In dieser Situation befinden sich heute nahezu alle Unternehmen. Es fehlen langfristig stabile wirtschaftsfreundliche von der Politik zu setzende Rahmenbedingungen, die es erlauben würden, solche ROI-Rechnungen anzustellen. Im Wesentlichen sind dies stabile Planungshorizonte für eine verlässliche, emissionsfreie und international wettbewerbsfähige Energieversorgung (Strom und auch Wasserstoff) und eine Marktwertperspektive für zukünftige CO2-freie, aber gegenüber konventionellen Weltmarktprodukten teurere klimaschonende Alternativen.

Welche Rolle spielt die Flexibilität der Energiestrukturen für die Transformation in der Industrie, insbesondere für die Prozesswärmeerzeugung? Welche Relevanz haben die Netzentgeltkosten bei Nutzung von Überschussstrom für die Flexibilität?

Die Erzeugungsprofile der zukünftigen Stromerzeugungsflotten sind wetterabhängig und höchst volatil. Ihr Erzeugungsprofil orientiert sich nicht am Bedarfsprofil der Verbraucher. Zum Betrieb einer stabilen Stromversorgung müssen jedoch die Erzeugung und der Verbrauch von Strom in einem sekundenscharfen Gleichgesicht sein. Sind sie das nicht, führt dies unweigerlich zu einem Blackout.
·····
**Deine Aufgaben:**
**A)** Stimmen die folgenden Aussagen mit dem Text zur Energieversorgung überein? Antworte jeweils mit Ja oder Nein und zitiere die Wörter aus dem Text, die das entscheiden.
(i) Es fehlen verlässliche Rahmenbedingungen, die die Politik setzen müsste.
(ii) Das Erzeugungsprofil der künftigen Stromerzeugung richtet sich nach dem Bedarf der Verbraucher.
(iii) Die klimaschonenden Alternativen sind billiger als konventionelle Weltmarktprodukte.
**B)** Schreib den Text zur Energieversorgung weiter und knüpf dabei an seinen letzten Satz an.

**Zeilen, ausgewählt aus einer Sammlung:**
·····
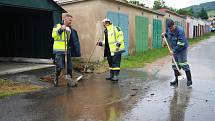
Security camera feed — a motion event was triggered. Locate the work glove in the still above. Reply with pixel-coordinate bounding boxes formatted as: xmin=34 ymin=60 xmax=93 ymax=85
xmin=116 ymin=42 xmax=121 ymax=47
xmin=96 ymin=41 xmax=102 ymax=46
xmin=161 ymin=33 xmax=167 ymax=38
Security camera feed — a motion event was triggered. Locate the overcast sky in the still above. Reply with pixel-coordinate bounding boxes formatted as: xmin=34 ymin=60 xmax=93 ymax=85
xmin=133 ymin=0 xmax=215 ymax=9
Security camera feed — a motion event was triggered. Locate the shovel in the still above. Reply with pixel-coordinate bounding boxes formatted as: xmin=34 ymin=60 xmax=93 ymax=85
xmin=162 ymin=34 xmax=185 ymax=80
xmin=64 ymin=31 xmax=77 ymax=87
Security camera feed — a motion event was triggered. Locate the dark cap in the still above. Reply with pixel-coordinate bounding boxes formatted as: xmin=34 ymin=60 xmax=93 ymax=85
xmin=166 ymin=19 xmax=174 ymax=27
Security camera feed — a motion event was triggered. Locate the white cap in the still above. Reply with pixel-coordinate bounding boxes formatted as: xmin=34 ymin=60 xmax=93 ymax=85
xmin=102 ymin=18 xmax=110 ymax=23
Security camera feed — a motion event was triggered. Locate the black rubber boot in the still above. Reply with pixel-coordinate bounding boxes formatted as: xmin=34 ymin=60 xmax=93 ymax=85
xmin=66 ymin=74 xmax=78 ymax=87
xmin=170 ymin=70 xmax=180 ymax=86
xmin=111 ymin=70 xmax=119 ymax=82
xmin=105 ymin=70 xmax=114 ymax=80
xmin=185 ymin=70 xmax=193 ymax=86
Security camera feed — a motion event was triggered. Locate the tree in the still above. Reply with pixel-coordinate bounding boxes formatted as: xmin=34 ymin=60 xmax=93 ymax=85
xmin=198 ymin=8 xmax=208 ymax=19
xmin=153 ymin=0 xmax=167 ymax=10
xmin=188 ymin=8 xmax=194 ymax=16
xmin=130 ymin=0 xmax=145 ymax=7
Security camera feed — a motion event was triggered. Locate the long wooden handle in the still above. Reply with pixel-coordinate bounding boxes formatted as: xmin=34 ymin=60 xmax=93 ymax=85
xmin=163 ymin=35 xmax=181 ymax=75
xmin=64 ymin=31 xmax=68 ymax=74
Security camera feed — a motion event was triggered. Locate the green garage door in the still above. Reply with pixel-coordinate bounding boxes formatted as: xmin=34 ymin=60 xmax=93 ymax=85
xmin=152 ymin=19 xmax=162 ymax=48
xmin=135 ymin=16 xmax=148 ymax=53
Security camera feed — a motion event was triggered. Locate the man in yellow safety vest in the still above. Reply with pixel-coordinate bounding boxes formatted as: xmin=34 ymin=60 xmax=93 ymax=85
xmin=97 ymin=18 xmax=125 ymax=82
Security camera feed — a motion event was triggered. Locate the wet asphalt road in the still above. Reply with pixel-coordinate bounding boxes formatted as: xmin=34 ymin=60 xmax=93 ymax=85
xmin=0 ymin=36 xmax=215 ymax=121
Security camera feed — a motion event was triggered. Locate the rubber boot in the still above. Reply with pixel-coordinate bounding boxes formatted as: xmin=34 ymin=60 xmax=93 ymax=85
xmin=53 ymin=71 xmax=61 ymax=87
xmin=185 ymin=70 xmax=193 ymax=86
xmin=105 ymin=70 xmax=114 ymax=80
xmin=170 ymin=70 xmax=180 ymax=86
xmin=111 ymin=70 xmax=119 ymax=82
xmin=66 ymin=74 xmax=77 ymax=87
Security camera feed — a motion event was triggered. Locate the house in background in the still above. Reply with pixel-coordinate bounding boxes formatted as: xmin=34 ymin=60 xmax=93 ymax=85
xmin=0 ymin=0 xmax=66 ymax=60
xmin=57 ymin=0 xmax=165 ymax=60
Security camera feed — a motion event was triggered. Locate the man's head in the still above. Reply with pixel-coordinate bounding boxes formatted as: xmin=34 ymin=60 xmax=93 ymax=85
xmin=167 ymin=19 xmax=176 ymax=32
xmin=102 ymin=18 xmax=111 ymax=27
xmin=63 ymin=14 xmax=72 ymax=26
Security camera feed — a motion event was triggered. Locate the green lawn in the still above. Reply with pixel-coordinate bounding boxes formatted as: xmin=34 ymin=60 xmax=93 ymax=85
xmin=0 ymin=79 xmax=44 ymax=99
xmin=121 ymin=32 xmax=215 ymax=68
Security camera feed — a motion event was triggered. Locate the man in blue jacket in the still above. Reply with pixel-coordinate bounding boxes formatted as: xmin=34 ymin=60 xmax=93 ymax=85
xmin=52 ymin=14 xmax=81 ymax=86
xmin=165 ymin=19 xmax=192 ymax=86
·····
**Die Lösungen:**
**A)**
(i) Ja: „Es fehlen langfristig stabile wirtschaftsfreundliche von der Politik zu setzende Rahmenbedingungen“
(ii) Nein: „Ihr Erzeugungsprofil orientiert sich nicht am Bedarfsprofil der Verbraucher.“
(iii) Nein: „gegenüber konventionellen Weltmarktprodukten teurere klimaschonende Alternativen“

**B)**
Solange wir also keine ausreichend großen und bezahlbaren Batterien haben – und solche Perspektiven sind nicht in Aussicht – ist lastseitige Flexibilität, also die Anpassung des Verbrauchs an die dargebotsabhängige Erzeugung, sowohl ein wesentlicher Garant für eine stabile Stromversorgung als auch ein Beitrag zur Senkung der unternehmensspezifischen Stromkosten. Insbesondere bivalente Lösungen zur Bereitstellung von Prozesswärme, wie z.B. hybride Erzeugungsaggregate, die je nach Verfügbarkeit entweder mit Strom (bei Überschuss) oder mit Gas (später Wasserstoff) betrieben werden können, wären hier eine attraktiver Lösungsbeitrag mit hohem energetischen Flexibilisierungspotenzial.

Dies allerdings nur dann, wenn zum einen ausreichende Planungshorizonte der für eine Flexibilisierung des Verbrauchs notwendigen Investitionen bestehen (ROI) als auch sichergestellt wird, dass die systemdienliche Nutzung von Überschussstrom durch eine flexible(re) Produktion keinen kostentreibenden Einfluss auf die zu entrichtenden Netzentgelte hat. Dies ist mit den aktuellen Festlegungen der Stromnetzentgeltverordnung nicht gegeben.

Wie kann die systemdienliche Flexibilität als Instrument zur Stabilisierung der Netzfrequenz dienen? Wie soll in diesem Zusammenhang die Netzentgeltverordnung geändert werden?

Bestimmte lastseitige Flexibilitäten können alternativ bzw. in Ergänzung zu den heute von den Netzbetreibern dafür kontrahierten steuerbaren (konventionellen) Kraftwerken auch sogenannte Regelenergien (Primär- und Sekundärregelung) liefern und damit den Bedarf eines systemnotwendigen ‚Must-run‘-Sockels an konventionellen Kohle- und Gaskraftwerken reduzieren. Dazu müssen diese Flexibilitäten diese Systemdienstleistungen allerdings verlässlich anbieten können.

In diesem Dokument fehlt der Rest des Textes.